SOURCE EXCERPT:

Tensorflow Certification Version 2.13 vs 2.14

Vic_Lim · October 8, 2023, 1:49pm

gpu tensorflow-certification

Hi everyone. I am interested to take up the latest version of TensorFlow certification.

From the handbook above, I was required to install the following

Python v3.9
Tensorflow v2.13

I am currently using GPU 3070 ti, and as such I installed cuda v11.8.

Issue

However, I met up with an issue

2023-10-08 19:19:28.718121: I tensorflow/tsl/cuda/cudart_stub.cc:28] Could not find cuda drivers on your machine, GPU will not be used.
2023-10-08 19:19:29.023876: I tensorflow/tsl/cuda/cudart_stub.cc:28] Could not find cuda drivers on your machine, GPU will not be used.
2023-10-08 19:19:29.025239: I tensorflow/core/platform/cpu_feature_guard.cc:182] This TensorFlow binary is optimized to use available CPU instructions in performance-critical operations.
To enable the following instructions: AVX2 FMA, in other operations, rebuild TensorFlow with the appropriate compiler flags.
2023-10-08 19:19:29.820897: W tensorflow/compiler/tf2tensorrt/utils/py_utils.cc:38] TF-TRT Warning: Could not find TensorRT
Python Version : 3.9.18 (main, Aug 25 2023, 13:20:14) 
[GCC 11.4.0]
TF Version : 2.13.1
2023-10-08 19:19:30.663261: I tensorflow/compiler/xla/stream_executor/cuda/cuda_gpu_executor.cc:981] could not open file to read NUMA node: /sys/bus/pci/devices/0000:07:00.0/numa_node
Your kernel may have been built without NUMA support.

INFORMATION SHOWN:
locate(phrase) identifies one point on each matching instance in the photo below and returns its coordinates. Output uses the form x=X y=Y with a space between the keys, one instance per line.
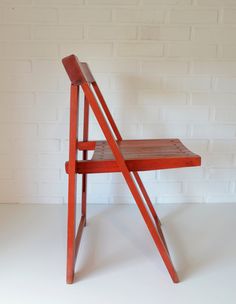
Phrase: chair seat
x=140 y=155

PROBLEMS:
• a. Answer these questions from the TensorFlow certification post:
(i) Which Python version does the handbook require?
(ii) Which CUDA version did the poster install?
(iii) Which TF version does the log report?
• b. List every distinct source file name ending in ".cc" that appears in the log output of the TensorFlow certification post.
The material has no connection to the TensorFlow certification post.

SOLVED PROBLEMS:
• a.
(i) Python v3.9
(ii) CUDA v11.8
(iii) 2.13.1

• b. cudart_stub.cc, cpu_feature_guard.cc, py_utils.cc, cuda_gpu_executor.cc